# DATA FOR THIS EXERCISE

------------------------------------------------------------

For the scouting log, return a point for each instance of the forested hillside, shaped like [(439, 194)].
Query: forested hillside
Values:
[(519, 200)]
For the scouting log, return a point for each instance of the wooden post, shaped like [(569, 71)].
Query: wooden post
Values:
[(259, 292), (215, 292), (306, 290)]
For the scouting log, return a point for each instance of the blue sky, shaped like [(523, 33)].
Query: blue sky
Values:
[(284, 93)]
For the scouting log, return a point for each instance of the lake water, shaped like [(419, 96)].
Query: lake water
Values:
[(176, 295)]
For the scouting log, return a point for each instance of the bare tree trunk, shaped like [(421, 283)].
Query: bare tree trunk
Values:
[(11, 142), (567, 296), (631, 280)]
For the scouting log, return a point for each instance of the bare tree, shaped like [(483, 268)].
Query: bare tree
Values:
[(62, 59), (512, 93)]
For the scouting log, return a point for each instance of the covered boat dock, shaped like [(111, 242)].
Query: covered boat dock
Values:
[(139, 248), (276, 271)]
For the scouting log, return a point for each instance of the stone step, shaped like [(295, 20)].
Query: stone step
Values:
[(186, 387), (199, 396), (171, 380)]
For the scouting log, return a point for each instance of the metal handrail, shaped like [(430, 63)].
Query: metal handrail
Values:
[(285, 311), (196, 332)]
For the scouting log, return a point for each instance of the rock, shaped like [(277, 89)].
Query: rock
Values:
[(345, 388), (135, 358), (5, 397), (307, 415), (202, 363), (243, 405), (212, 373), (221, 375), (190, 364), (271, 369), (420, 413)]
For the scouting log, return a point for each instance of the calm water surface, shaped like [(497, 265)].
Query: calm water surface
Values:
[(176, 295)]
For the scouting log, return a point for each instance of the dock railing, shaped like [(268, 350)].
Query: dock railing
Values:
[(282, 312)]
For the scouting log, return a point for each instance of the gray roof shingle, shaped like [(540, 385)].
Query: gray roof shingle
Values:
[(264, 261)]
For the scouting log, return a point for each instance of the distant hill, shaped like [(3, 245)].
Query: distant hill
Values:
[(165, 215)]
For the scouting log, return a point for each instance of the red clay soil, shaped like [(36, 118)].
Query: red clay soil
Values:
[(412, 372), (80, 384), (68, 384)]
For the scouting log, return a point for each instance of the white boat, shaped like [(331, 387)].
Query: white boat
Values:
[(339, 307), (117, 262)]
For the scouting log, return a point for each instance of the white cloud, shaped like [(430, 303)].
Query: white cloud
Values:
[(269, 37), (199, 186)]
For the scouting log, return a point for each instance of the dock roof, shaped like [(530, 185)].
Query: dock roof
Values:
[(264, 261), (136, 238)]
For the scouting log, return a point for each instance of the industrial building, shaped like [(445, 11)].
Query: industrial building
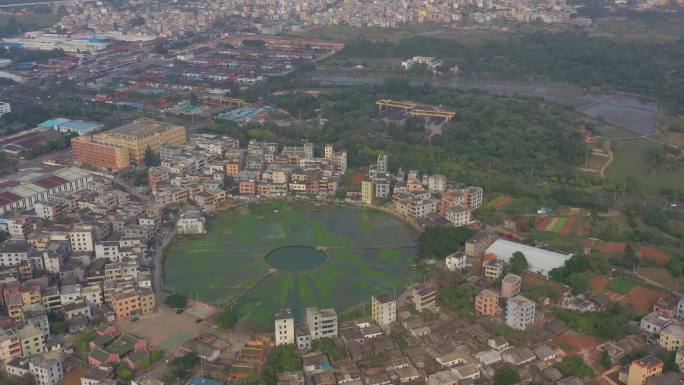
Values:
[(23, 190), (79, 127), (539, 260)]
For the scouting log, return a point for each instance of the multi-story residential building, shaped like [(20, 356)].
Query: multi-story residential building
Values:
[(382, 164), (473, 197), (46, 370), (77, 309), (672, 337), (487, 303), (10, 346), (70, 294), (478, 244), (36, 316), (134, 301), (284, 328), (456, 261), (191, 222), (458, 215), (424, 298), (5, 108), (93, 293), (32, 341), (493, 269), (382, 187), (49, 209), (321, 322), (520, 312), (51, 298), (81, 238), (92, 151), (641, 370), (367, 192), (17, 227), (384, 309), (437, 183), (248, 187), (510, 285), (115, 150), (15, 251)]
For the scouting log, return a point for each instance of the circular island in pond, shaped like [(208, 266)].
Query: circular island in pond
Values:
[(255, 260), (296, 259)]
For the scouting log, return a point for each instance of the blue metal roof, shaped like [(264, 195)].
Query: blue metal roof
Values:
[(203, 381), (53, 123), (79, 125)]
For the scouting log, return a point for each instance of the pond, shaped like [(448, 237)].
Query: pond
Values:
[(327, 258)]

------------------------------------------------------------

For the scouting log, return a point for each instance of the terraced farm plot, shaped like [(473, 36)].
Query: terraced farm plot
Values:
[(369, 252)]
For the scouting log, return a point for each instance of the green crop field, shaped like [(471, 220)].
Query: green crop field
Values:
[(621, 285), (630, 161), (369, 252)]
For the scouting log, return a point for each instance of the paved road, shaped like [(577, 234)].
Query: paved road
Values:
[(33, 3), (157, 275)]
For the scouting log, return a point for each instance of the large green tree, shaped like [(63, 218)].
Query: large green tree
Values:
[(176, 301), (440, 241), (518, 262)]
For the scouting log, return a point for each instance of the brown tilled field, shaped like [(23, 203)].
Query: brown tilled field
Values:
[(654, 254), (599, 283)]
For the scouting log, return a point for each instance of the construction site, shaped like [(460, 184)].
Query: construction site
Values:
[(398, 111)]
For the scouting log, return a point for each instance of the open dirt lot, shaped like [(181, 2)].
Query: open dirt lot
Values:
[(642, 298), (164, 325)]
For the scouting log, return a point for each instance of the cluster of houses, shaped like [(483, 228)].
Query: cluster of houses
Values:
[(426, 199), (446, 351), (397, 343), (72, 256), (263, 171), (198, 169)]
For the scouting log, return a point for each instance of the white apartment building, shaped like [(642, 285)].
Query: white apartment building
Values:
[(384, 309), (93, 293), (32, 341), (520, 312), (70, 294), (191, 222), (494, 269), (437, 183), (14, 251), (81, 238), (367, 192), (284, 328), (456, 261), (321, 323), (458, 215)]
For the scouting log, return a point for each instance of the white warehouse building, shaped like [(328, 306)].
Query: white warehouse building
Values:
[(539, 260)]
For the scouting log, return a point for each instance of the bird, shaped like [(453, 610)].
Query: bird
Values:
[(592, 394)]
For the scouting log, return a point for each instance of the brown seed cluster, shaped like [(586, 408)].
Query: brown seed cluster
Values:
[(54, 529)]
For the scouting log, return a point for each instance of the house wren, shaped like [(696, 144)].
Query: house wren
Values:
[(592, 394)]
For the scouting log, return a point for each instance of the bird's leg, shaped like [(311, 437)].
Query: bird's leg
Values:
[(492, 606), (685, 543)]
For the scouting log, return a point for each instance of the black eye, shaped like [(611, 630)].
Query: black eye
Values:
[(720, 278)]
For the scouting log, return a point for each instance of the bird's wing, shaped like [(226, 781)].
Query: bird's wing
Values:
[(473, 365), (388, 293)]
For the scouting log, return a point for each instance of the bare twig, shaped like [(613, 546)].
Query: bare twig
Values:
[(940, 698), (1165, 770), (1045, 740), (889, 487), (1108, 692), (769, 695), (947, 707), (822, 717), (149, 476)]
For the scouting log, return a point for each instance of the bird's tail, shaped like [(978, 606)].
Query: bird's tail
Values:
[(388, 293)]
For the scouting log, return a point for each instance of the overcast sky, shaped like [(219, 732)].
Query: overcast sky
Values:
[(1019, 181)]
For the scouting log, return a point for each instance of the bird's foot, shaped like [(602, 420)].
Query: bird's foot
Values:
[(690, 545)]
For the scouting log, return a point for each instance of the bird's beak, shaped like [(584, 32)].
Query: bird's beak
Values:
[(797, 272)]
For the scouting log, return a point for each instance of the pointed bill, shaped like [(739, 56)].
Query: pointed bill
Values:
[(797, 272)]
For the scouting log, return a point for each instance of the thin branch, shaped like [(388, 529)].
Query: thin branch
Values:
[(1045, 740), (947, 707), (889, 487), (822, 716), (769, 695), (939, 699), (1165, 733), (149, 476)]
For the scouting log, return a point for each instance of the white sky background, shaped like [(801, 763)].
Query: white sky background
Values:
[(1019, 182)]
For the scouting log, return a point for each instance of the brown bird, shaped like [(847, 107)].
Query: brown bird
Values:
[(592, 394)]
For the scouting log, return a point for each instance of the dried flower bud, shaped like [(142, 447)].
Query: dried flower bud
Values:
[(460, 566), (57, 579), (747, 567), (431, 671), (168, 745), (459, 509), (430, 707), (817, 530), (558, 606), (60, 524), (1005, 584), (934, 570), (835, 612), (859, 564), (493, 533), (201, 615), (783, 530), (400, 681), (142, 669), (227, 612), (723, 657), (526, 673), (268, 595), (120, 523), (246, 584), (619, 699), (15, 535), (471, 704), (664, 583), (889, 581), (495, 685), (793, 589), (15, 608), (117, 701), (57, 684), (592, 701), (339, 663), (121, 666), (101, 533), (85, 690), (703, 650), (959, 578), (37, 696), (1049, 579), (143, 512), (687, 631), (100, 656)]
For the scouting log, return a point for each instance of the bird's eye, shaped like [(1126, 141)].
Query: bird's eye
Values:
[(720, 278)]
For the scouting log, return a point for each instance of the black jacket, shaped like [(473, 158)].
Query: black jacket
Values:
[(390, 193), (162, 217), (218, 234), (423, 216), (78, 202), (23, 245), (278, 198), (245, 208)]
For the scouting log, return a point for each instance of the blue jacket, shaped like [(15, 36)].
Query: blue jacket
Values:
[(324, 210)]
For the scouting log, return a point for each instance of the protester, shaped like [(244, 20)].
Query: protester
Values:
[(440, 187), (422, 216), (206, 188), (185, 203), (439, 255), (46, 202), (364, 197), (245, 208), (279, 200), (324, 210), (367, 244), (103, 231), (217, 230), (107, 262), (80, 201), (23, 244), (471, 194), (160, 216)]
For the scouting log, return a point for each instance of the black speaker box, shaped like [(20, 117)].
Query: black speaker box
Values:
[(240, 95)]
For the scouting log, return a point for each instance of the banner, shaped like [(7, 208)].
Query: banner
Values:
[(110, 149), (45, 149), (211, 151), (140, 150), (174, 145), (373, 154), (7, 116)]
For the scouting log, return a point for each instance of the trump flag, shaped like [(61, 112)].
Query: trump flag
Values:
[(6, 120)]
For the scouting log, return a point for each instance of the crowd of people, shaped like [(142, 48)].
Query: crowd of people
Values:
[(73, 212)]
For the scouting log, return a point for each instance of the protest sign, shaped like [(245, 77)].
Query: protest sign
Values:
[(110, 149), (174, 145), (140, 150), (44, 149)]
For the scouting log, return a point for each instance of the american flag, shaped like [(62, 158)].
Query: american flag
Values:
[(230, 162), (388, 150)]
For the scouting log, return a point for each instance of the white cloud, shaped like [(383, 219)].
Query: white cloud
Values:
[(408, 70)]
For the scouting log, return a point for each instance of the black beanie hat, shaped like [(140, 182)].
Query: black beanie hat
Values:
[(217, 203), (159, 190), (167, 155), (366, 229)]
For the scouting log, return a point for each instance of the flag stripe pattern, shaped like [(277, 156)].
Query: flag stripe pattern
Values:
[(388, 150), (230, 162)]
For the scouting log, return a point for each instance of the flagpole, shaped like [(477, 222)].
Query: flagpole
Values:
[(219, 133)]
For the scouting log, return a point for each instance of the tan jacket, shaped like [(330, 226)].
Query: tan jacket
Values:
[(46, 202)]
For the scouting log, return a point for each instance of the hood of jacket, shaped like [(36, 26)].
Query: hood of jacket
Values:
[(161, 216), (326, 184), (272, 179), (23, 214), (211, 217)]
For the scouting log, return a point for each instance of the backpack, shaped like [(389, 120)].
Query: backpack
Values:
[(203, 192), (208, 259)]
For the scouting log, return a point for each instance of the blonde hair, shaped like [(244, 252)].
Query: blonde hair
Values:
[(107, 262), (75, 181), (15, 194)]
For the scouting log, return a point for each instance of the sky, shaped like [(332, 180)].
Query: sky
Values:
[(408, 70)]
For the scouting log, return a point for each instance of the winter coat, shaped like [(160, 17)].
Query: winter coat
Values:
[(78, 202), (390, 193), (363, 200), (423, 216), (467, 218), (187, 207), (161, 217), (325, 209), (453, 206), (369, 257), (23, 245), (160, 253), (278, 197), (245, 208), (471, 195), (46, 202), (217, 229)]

------------------------------------------------------------

# PROBLEM TO SOLVE
With the line that has "like [(421, 283)]." as the first and the line that has "Query: stone step" as the last, repeat exactly that run of lines above and no more.

# RESULT FOR THIS EXERCISE
For the scouting log, return a point for each instance of the bare tree trunk, shaped like [(421, 283)].
Query: bare tree trunk
Values:
[(11, 142), (567, 296), (631, 280)]
For the scouting log, return a point for each instance of the bare tree, shaped like [(483, 268)].
Query: bare tree
Values:
[(62, 59), (512, 93)]
For the scouting log, return a point for each instance of the covered boat dock, shaped like [(111, 242)].
Query: covered boat dock
Values:
[(139, 248), (276, 271)]
For the scouting log, return a point for each instance of the stone step, shaped like [(295, 20)].
Query: stone step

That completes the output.